## WHAT IS ASKED:
Could you output, word for word, the rows starting with the line that contains "In this exercise you will indicate the drop" and going on through the line that contains "x=77, y=461", with both of those lines included?
-------- EXERCISE MATERIALS --------
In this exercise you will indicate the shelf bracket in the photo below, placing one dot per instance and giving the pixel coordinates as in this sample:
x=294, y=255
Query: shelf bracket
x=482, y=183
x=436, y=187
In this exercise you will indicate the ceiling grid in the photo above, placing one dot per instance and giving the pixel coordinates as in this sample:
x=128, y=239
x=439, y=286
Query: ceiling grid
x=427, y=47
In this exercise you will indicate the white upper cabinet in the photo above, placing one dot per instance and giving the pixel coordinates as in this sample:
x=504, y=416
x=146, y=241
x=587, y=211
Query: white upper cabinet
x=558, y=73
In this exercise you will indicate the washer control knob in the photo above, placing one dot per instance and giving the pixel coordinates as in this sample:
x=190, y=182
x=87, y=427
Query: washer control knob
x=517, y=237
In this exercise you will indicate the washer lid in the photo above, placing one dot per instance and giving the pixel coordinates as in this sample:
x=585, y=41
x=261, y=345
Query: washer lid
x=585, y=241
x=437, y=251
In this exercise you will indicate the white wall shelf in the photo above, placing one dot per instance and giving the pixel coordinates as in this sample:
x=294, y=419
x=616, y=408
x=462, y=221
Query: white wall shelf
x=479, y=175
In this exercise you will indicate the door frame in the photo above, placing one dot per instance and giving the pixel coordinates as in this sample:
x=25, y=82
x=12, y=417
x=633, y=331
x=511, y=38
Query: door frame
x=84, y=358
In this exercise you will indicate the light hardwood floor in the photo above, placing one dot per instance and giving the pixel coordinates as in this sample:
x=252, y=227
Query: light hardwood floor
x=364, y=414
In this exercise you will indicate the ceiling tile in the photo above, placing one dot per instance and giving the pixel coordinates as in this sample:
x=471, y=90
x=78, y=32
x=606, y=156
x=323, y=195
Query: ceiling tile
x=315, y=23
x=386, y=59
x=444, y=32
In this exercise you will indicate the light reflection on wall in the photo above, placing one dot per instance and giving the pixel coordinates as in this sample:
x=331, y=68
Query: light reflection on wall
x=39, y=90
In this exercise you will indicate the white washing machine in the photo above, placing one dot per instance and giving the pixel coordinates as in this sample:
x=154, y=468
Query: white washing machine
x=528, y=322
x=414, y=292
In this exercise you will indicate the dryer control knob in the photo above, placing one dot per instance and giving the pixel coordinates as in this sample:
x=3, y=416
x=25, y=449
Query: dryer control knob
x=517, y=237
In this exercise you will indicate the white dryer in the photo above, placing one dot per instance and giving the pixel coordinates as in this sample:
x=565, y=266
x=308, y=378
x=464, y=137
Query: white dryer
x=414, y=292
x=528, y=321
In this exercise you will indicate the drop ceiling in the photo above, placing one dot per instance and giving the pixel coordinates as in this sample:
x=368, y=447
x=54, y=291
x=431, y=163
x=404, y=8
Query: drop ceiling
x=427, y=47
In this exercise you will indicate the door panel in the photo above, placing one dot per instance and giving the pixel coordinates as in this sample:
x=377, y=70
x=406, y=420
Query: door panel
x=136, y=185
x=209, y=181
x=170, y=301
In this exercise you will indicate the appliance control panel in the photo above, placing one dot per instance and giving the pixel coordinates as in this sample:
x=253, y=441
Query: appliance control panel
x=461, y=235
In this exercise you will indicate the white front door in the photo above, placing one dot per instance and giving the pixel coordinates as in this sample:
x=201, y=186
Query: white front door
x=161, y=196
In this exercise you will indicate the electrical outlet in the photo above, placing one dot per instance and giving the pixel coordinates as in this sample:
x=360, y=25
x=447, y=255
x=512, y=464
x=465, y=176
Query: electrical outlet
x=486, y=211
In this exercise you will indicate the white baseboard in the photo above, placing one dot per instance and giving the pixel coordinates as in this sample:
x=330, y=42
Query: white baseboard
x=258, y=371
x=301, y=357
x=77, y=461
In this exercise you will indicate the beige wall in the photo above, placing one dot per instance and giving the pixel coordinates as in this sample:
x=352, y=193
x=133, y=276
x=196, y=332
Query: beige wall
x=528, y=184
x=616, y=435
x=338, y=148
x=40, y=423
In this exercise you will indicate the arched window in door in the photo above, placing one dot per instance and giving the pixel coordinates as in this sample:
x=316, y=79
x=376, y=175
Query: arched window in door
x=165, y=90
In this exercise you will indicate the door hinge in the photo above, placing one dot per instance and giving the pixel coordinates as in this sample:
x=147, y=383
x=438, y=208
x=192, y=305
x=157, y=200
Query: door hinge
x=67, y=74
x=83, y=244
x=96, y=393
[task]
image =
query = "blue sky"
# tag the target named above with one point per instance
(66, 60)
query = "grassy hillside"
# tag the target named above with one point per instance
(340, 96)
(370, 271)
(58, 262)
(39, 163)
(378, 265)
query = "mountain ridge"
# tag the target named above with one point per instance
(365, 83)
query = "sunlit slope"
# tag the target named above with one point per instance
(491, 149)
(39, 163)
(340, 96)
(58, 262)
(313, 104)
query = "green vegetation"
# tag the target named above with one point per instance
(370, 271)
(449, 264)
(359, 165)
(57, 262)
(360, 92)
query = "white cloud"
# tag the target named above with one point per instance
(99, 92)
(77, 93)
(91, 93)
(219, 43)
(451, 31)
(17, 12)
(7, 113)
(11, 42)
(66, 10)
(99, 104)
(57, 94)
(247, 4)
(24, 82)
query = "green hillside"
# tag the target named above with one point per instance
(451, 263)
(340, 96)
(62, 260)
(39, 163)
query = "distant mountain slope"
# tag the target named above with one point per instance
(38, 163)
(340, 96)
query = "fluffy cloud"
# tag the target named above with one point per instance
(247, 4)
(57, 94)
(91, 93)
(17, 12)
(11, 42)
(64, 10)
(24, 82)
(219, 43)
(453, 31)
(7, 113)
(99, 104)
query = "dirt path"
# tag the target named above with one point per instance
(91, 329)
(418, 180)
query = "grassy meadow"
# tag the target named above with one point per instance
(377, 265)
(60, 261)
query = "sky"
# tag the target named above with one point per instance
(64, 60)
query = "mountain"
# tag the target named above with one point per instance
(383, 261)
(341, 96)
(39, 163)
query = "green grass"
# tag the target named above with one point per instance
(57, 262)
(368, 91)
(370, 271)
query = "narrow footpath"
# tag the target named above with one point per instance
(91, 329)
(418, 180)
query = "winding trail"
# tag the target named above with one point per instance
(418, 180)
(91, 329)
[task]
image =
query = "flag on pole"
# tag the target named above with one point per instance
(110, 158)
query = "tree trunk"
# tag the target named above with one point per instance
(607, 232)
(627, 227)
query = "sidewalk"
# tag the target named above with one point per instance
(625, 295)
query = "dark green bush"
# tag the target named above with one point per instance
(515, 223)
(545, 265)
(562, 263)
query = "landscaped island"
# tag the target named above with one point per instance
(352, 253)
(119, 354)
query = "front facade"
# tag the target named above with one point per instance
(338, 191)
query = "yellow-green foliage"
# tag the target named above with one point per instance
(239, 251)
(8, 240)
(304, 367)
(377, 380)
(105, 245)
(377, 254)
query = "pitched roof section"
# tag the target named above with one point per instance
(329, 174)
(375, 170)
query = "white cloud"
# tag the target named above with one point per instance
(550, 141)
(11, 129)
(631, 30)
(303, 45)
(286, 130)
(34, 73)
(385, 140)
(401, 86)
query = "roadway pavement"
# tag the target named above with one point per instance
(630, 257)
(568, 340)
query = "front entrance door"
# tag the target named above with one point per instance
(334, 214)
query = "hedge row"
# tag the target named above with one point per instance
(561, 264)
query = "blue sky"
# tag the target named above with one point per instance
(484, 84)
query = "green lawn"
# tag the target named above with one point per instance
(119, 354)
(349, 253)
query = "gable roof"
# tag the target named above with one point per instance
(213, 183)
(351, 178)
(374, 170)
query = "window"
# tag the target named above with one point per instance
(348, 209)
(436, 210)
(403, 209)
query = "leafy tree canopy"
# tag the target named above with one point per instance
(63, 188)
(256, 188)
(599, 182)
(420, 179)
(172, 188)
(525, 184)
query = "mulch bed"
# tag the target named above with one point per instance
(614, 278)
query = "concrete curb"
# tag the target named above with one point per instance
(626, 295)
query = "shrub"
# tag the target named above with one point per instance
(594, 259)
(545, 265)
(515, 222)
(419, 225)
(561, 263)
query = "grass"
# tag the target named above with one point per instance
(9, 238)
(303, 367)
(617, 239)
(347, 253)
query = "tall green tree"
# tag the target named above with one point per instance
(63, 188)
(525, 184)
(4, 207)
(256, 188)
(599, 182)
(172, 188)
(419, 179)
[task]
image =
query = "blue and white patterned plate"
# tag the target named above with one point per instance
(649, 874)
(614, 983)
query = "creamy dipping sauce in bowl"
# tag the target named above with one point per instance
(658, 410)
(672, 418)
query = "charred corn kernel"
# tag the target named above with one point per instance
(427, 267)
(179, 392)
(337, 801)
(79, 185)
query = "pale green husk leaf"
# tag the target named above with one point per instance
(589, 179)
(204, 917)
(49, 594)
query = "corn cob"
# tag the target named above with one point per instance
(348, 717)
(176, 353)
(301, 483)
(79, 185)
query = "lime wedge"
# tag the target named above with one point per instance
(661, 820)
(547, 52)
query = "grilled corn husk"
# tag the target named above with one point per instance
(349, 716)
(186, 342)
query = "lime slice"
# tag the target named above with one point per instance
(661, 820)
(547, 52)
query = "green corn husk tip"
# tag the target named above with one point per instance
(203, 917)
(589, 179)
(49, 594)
--------
## IN RESPONSE:
In this exercise you will indicate the drop ceiling in the photo above, placing one dot per instance and giving the pixel coordinates as in this sample:
x=368, y=447
x=54, y=291
x=431, y=163
x=404, y=8
Query: drop ceiling
x=427, y=47
In this exercise you will indicate the door panel in the photo above, placing one dot per instance and giving the pixel coordinates as in this sample:
x=377, y=70
x=406, y=420
Query: door panel
x=136, y=185
x=209, y=181
x=170, y=301
In this exercise you will indicate the appliance control panel in the photo above, placing one dot per instance and giving the pixel coordinates as in this sample:
x=253, y=441
Query: appliance control panel
x=461, y=235
In this exercise you will indicate the white front door in the photo above, placing one dot per instance and giving the pixel coordinates as in this sample:
x=201, y=186
Query: white front door
x=161, y=196
In this exercise you will indicate the electrical outlet in the photo above, placing one dot per instance and giving the pixel coordinates as in this sample:
x=360, y=25
x=447, y=255
x=512, y=464
x=465, y=176
Query: electrical outlet
x=486, y=211
In this exercise you will indicate the white baseboard in the photo above, placing one dot per instance and giving the pixel coordinates as in this sample:
x=330, y=42
Query: white baseboard
x=258, y=371
x=301, y=357
x=77, y=461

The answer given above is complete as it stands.